- **Instructions for the task**: Every line below that contains "with" is to be copied.
Material for this task Block Start
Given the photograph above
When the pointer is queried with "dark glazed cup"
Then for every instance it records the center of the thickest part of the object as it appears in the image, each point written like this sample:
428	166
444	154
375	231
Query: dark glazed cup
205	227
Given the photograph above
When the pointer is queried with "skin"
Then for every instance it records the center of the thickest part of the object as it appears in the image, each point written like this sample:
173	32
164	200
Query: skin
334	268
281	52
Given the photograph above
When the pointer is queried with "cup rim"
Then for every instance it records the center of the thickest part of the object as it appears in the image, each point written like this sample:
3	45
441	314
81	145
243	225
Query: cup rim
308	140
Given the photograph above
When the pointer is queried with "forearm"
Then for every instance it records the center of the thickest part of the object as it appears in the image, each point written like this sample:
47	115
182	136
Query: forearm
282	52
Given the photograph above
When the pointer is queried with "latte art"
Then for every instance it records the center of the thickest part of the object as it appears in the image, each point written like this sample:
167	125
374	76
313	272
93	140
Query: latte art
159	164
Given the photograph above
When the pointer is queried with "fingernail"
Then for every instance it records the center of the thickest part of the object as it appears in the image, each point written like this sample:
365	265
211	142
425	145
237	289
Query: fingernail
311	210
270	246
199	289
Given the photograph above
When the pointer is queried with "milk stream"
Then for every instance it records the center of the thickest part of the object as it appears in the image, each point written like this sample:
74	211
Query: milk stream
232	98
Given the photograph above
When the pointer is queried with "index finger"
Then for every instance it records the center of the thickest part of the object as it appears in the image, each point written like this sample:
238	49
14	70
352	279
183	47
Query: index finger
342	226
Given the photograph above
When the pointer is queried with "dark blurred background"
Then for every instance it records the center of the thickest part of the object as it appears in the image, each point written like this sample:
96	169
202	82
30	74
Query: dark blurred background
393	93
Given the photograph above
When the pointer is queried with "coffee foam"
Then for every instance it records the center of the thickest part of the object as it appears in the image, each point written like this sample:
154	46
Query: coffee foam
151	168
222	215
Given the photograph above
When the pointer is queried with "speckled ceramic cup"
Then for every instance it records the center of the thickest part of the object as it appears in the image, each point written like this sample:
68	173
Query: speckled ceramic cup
Material for this task Block End
- **Solution for this problem**:
When the pointer is queried with "dark glazed cup"
When the pointer is queried with "skin"
When the pointer is queried with "cup rim"
When the pointer is queried with "forearm"
When the pointer is queried with "latte art"
When the pointer is queried with "fingernail"
When the pointer is queried with "milk stream"
When the pointer is queried with "index finger"
When the pointer is queried with "dark blurred background"
When the pointer is queried with "coffee foam"
When the pointer is queried with "speckled ceramic cup"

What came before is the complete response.